Set task: Repeat the material below word for word and leave out all pictures.

Material provided:
———

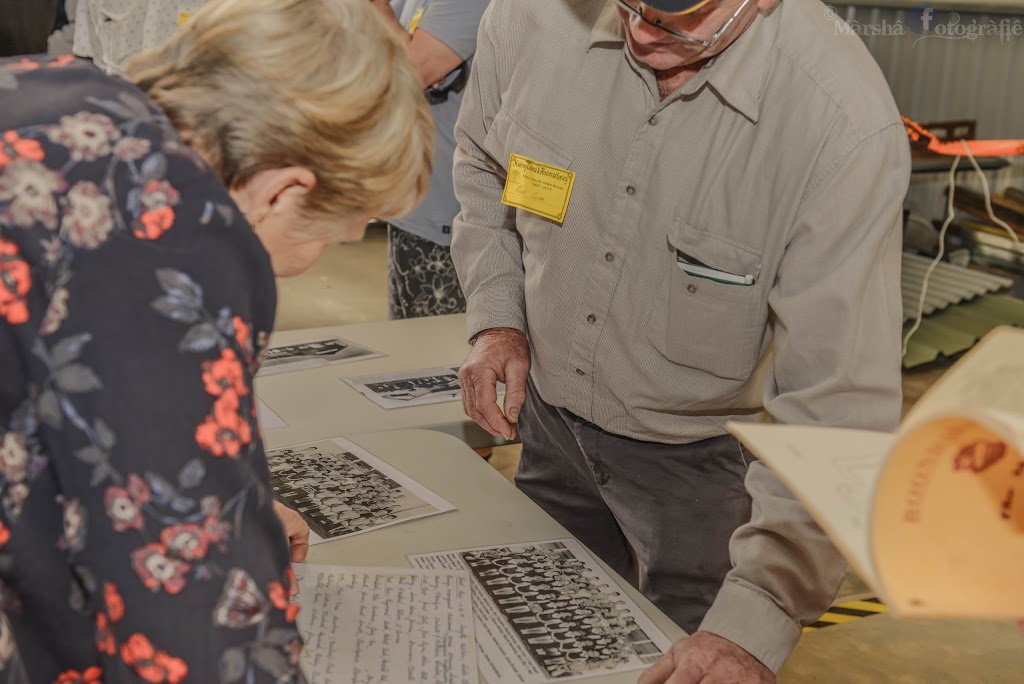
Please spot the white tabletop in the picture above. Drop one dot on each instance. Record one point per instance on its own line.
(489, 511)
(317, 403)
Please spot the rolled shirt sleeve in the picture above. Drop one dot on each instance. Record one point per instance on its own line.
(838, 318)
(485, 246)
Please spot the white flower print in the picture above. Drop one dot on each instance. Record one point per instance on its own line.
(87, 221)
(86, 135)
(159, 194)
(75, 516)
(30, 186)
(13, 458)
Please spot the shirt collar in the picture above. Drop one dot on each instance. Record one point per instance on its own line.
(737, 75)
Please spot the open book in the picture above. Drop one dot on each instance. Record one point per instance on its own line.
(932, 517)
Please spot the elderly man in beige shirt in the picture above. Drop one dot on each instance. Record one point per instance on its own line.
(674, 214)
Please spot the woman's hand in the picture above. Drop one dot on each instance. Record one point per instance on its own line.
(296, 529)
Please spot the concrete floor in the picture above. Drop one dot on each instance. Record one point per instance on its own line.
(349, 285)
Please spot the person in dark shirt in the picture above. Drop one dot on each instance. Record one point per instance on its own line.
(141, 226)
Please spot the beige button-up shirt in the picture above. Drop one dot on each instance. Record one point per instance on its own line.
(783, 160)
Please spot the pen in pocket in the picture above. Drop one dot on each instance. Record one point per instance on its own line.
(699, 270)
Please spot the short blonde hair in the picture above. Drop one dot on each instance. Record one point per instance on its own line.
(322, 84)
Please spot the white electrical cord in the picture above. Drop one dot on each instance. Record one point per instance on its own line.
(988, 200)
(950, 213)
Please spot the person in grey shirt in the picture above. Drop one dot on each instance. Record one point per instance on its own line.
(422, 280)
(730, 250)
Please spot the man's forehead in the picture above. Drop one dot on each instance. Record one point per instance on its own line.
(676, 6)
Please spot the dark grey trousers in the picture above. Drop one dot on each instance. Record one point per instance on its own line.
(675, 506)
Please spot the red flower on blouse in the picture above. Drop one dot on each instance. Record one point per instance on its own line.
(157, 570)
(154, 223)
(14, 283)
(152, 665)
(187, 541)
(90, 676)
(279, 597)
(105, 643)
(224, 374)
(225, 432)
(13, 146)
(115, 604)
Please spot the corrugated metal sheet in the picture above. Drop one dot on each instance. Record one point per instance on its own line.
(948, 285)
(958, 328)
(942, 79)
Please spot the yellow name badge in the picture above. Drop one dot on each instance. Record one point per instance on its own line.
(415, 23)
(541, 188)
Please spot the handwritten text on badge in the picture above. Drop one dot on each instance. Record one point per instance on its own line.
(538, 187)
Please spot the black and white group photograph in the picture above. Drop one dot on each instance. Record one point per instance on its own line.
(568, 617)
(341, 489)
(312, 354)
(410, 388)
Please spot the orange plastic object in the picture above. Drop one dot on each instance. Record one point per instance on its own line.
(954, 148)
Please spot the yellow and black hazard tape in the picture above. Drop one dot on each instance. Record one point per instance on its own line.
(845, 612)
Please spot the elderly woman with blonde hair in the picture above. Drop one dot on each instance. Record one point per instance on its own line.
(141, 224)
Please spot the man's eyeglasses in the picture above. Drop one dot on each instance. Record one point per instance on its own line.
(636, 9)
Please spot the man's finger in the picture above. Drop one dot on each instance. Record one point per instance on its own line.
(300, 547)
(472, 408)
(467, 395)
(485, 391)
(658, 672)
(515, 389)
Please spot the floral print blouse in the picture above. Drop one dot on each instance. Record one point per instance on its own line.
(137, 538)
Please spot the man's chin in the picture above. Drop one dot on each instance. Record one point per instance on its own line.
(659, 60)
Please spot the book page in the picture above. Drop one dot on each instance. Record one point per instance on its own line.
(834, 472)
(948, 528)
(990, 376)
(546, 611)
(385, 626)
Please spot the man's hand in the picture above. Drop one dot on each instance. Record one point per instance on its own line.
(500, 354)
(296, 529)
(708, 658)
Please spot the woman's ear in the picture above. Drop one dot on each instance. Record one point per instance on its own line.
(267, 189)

———

Result for this exercise:
Please spot the white tabletop in the picture above. Drop one dot on each instance. Record one point per instance on its own line.
(489, 511)
(317, 403)
Please spot the rolled shirt sleeve in the picture above. Drop one dot on each instance. Record one point per instance on its own line.
(838, 318)
(485, 246)
Please spot the white flower print in the picture above. Drop one dot on each instance. Record one point per instance on its own line.
(87, 221)
(86, 135)
(159, 194)
(75, 516)
(30, 186)
(13, 458)
Please spot the shirt collar in the picture above. Drop one dot on each instance. Record one point per instance on its own line.
(737, 75)
Please spot the open book in the picture above. Drop one dot on each instance. Record one point per instance on its own line.
(932, 517)
Please spot the elderly man in beige shirt in the picture above. Drop one dot on each instance. Record one point per instance on its own line.
(674, 214)
Please spot the woman's hand in the picture above. Drop one dot on each instance. Record one point per instance on its own line.
(296, 529)
Please spot the concrete floor in the picture above. Drop one dot on each instance. Record one point per instance on its own line.
(349, 285)
Please spot the person in dark shirt in the picture above. Drop one dot on each instance. Record one point per instance on its own line.
(141, 226)
Please spot the beige button-up shirt in the picture above. Drop one dot on each instance. Record one point per instance on its own line.
(783, 160)
Please spot the pen in pocket in the picture above. Drop one dot on each instance. Record one point per instance on its own line.
(699, 270)
Please spot the short blonde hair in the picture above. Drop one dot on each instance. Record one point per instance on its own line.
(322, 84)
Please spot the white electrical cord in the picture above. Drop one dot on each instance. Record one point per instance on its own line.
(988, 200)
(950, 213)
Please spot the person in grey shirt in the picture above. Drop one dot on each instance. Record one point per instance on its own line.
(422, 280)
(730, 250)
Please spot the man's forehead in the picture above. Drop one dot on each instance. Record one point per instance on its own line.
(676, 6)
Please spot the dark grey trousers in the picture above. Drop one dot on each instance. Record one point per instance on its own line.
(675, 506)
Please spot the red flower on blouse in the picture above. Drop one dot on each instance. Record one point per instance on its own line.
(157, 570)
(154, 223)
(14, 283)
(152, 665)
(187, 541)
(90, 676)
(279, 597)
(105, 643)
(224, 374)
(225, 432)
(13, 146)
(115, 604)
Please spot the corrugated metal sheet in the picture above. Drop one dot on each instance. Record one point per instance on its own line.
(948, 285)
(958, 328)
(942, 79)
Please spot the yellow name badge in the picture above. Drop one dot on each instance. Record one point per instance on its own line.
(415, 23)
(541, 188)
Please spot the handwritten text on badge in the picture above. Drop one dot on each instance. Record one point per instance on its own line.
(538, 187)
Please spot the black and white group photograph in the picture above. Drop one dot on each instance. Record one point per instance on its own line.
(568, 617)
(341, 489)
(312, 354)
(410, 388)
Please spot the orange plastic object in the picture above. Drop one dot on each instance. Record one point per instance on its own line.
(954, 148)
Please spot the yellow and black hazard tape in the picture above. Drop one dot on each instance. Record one point per instance on its own line.
(845, 612)
Please spot the elderly woman with blonde hair in the picture above. Drop one dot on each instance. Record one point per instance on its own line.
(141, 224)
Please spot the man's eyeglasses in the picture above. Drop one dot on each instance. Record one point per instance on its own line.
(636, 9)
Please spot the man's finger in the picture above. Drop one dot on each instance. Record one point per instance on its own line.
(300, 547)
(472, 408)
(467, 395)
(485, 391)
(658, 672)
(515, 389)
Please spot the floral print blouse in the picture above. Drop one dot on each instance. Record one point per instance on its own line.
(137, 538)
Please spot the man's chin in the picture above. Drop one dot on each instance. Record one point per instance on its own line.
(659, 60)
Please spot the book page in the picture above. Drop one dot on each instance. Record one point per instance on its own line.
(834, 472)
(948, 528)
(990, 376)
(546, 611)
(385, 626)
Please spot the man's hand in the picture above. Drop one dot on each instance. Record one point per instance on its own line.
(500, 354)
(296, 529)
(708, 658)
Please spot the woman's ear in the picture above. Drop one dot on each instance. Record one point per instance on its own line.
(267, 189)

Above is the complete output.